*** Block opens ***

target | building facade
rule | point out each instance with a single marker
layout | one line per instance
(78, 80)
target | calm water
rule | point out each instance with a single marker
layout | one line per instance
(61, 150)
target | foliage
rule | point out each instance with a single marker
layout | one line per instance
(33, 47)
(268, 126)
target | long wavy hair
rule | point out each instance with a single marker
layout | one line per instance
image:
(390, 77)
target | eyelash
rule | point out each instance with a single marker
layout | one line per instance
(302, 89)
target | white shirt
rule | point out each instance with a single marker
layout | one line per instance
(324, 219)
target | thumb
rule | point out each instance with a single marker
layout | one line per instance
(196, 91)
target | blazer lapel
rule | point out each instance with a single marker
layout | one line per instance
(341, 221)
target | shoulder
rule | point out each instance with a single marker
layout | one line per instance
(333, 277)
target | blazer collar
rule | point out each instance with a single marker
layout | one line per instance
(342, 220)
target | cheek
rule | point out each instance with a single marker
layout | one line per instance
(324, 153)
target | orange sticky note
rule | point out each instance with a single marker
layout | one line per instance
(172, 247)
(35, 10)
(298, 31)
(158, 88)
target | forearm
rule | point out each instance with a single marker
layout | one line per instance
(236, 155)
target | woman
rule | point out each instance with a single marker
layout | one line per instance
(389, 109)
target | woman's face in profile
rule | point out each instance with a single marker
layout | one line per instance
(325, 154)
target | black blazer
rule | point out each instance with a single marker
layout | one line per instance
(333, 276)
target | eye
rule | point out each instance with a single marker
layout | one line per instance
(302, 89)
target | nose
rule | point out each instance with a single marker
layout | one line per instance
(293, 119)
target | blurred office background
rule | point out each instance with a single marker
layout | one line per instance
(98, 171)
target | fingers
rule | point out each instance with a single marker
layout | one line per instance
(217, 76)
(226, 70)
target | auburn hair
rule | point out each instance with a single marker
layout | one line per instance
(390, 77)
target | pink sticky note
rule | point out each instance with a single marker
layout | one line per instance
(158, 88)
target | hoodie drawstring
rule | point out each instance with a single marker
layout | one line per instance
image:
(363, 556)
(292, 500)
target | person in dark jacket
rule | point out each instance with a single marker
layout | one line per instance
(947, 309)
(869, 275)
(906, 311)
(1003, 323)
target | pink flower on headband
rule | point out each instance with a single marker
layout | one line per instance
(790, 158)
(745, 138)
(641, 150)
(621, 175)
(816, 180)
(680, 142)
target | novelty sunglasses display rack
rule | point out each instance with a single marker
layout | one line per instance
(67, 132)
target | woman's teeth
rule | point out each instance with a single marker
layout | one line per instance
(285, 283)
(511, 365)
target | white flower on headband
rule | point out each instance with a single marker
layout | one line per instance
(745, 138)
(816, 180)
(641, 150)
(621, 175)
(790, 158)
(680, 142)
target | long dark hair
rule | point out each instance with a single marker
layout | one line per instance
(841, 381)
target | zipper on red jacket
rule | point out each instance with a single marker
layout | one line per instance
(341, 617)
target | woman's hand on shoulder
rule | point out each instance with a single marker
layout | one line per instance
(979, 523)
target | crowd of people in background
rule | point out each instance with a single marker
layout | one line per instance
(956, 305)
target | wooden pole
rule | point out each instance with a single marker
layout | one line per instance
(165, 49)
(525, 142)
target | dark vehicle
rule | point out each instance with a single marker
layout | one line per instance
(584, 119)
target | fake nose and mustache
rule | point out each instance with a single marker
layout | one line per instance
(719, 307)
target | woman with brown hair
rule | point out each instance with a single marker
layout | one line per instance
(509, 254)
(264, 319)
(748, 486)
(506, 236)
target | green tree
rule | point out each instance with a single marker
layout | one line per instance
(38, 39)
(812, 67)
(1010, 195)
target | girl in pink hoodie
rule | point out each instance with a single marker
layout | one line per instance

*** Block closes ***

» Exercise
Keep only the lines from the line with "target | woman's hand on shoulder" to the end of the records above, and repeat them exactly.

» Task response
target | woman's hand on shoulder
rule | point out each instance with a single marker
layout | one line per instance
(979, 523)
target | crowd of people in background
rule | point out each instance with a single marker
layout | one line per instance
(956, 305)
target | wooden pole
rule | point out each instance with a single marker
layout | one line per instance
(165, 49)
(525, 142)
target | dark vehicle
rule | point out each instance with a single marker
layout | one line per instance
(584, 119)
target | fake nose and mustache
rule | point out each instance with a single marker
layout | one line per instance
(719, 307)
target | woman with brown hair
rule | point out each instance with a single marker
layout | one line per instance
(509, 254)
(264, 319)
(748, 486)
(506, 236)
target | green tree
rule | point out each instance with a single marker
layout | one line per instance
(38, 39)
(812, 67)
(1010, 195)
target | girl in pink hoodie
rule | point out each instance with a single marker
layout | one line per instance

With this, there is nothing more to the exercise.